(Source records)
^^^^

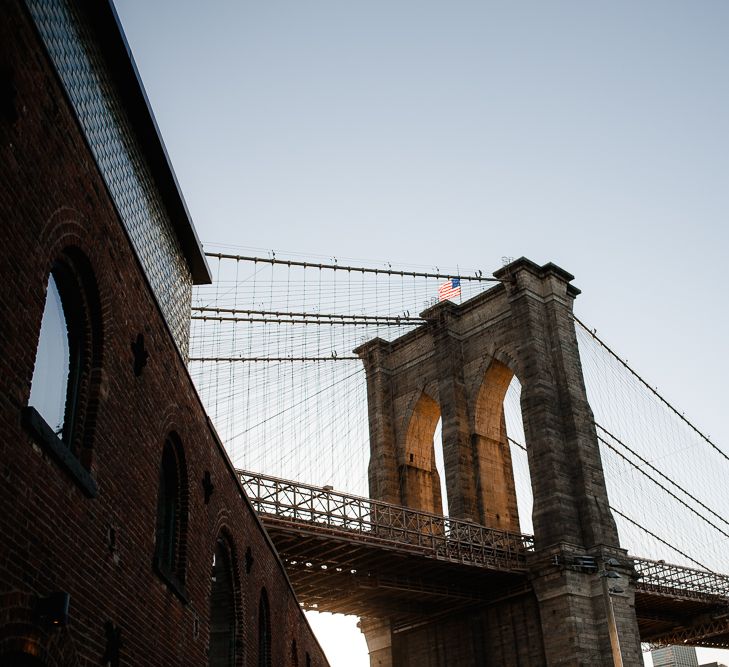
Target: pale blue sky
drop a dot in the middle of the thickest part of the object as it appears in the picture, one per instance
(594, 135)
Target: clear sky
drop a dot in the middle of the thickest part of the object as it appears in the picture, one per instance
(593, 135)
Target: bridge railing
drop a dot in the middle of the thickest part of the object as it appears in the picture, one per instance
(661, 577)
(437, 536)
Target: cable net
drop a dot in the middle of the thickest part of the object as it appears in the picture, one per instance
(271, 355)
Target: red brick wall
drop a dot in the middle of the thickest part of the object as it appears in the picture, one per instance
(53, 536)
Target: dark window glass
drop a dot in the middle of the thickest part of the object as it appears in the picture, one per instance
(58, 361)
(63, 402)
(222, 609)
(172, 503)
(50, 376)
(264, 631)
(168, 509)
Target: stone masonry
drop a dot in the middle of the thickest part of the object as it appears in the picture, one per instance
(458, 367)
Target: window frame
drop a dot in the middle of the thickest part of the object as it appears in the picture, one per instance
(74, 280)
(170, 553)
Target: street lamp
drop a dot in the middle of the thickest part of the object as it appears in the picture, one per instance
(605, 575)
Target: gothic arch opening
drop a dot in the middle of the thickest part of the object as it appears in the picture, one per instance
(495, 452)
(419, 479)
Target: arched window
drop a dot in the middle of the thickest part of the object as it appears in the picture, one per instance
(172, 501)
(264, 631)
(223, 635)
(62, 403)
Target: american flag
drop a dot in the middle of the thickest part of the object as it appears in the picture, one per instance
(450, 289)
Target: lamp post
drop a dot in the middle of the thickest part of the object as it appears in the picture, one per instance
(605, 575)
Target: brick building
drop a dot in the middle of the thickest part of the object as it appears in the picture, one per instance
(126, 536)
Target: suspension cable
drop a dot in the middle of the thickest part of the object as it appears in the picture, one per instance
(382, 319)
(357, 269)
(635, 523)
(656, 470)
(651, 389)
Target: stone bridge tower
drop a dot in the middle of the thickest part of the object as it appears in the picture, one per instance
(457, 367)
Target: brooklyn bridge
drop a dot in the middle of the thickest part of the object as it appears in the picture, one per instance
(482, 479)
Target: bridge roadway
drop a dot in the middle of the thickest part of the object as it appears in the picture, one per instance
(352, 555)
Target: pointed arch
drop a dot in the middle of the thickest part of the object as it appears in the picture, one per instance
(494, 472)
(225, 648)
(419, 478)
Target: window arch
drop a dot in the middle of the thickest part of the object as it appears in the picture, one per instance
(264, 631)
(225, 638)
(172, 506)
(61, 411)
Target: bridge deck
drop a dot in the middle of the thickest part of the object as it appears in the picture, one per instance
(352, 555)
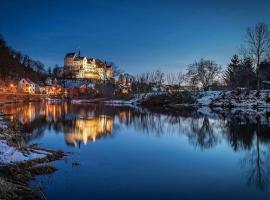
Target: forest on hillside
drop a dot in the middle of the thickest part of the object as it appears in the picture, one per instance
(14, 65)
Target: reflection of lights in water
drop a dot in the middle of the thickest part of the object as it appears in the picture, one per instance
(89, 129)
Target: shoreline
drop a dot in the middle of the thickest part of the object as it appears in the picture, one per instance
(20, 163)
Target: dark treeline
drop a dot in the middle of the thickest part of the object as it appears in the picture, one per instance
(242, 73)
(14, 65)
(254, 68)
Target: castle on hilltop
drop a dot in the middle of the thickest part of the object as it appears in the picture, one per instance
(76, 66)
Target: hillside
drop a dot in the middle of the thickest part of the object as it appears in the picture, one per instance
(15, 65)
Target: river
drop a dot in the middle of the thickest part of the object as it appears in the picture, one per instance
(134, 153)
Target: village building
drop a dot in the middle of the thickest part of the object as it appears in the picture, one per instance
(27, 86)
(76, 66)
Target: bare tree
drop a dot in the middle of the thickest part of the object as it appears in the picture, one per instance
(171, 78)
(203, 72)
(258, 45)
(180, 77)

^^^^

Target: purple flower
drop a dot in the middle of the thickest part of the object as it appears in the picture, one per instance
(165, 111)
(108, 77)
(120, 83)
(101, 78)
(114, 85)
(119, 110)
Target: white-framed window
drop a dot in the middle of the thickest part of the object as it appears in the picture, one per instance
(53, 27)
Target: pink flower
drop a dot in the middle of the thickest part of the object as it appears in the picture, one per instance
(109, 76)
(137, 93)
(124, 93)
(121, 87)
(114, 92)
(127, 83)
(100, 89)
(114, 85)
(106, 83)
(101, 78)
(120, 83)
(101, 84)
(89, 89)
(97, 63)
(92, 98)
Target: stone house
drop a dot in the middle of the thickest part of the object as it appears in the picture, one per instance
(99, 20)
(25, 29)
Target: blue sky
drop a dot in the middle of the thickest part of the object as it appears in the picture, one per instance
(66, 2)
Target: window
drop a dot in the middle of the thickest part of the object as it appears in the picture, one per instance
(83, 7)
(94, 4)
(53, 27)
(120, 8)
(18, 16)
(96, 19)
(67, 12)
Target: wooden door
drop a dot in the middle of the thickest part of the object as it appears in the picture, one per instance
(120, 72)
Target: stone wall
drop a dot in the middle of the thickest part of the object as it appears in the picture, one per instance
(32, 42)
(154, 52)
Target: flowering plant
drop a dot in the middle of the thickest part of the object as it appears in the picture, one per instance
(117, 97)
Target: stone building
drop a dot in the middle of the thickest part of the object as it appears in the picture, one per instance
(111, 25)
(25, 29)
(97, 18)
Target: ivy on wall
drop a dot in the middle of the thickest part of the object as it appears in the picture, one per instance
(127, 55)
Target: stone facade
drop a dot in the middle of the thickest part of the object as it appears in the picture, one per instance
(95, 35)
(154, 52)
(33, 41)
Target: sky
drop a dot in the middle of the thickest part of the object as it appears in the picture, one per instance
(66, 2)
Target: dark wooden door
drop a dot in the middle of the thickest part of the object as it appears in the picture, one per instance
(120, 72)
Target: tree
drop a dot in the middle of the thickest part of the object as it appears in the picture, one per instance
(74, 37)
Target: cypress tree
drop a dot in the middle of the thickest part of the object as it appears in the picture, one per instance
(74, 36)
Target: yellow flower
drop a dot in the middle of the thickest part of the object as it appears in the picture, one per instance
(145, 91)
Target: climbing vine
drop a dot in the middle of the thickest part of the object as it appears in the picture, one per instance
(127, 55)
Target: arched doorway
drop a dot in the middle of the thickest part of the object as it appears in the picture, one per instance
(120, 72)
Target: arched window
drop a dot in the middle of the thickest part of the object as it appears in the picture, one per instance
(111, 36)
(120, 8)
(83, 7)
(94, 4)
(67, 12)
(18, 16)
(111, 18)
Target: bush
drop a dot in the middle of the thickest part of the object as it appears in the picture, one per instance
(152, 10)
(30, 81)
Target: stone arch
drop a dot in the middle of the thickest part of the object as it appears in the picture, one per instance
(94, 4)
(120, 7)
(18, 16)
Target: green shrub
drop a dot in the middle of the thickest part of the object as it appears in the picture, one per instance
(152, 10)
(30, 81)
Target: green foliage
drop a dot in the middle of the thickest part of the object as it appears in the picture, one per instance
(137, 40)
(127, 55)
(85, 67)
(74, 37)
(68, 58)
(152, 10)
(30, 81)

^^^^

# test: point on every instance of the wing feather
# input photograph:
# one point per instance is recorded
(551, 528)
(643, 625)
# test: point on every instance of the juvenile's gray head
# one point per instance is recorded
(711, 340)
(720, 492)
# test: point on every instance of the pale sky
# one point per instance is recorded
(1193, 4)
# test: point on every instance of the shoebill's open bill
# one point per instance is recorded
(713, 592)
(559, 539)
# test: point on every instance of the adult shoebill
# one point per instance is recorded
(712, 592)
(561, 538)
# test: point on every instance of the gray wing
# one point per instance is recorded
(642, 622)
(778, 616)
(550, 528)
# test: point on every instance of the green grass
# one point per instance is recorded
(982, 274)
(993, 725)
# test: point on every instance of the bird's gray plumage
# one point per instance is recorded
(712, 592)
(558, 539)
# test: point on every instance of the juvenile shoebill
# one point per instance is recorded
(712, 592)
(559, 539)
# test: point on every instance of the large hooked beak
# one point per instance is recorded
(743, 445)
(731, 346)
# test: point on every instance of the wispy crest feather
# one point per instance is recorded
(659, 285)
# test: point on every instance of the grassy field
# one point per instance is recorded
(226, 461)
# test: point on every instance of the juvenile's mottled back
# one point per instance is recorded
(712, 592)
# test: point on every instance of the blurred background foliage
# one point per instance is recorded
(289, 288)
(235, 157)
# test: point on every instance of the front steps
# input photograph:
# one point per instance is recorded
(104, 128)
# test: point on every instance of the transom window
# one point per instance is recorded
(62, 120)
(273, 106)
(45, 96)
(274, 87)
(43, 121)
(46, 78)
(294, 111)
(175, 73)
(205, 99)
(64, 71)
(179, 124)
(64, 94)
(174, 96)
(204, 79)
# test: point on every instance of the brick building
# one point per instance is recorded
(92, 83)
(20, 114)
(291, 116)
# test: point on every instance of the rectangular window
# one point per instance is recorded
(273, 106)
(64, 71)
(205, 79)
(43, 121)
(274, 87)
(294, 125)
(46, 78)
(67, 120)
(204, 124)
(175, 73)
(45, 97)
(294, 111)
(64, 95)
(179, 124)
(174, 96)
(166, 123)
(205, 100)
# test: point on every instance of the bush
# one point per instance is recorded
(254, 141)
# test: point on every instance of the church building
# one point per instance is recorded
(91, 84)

^^^^

● **Work to complete**:
After locating the line holding "Target: pale blue sky" above, output exactly that line and every line after it through the line holding "Target: red brick wall". Include nothing else.

● **Result of this exercise**:
Target: pale blue sky
drop a dot in the middle of the thickest part of the object as it appears in the picture, one per instance
(594, 135)
Target: clear sky
drop a dot in the middle of the thickest part of the object as it appears in the picture, one per instance
(593, 135)
Target: bridge railing
drop a dot in the middle of the thickest part of the object as it appears in the picture, one per instance
(661, 577)
(437, 536)
Target: cable net
drop a dot in the middle of the thickest part of the object as it appears in the picture, one per instance
(271, 355)
Target: red brick wall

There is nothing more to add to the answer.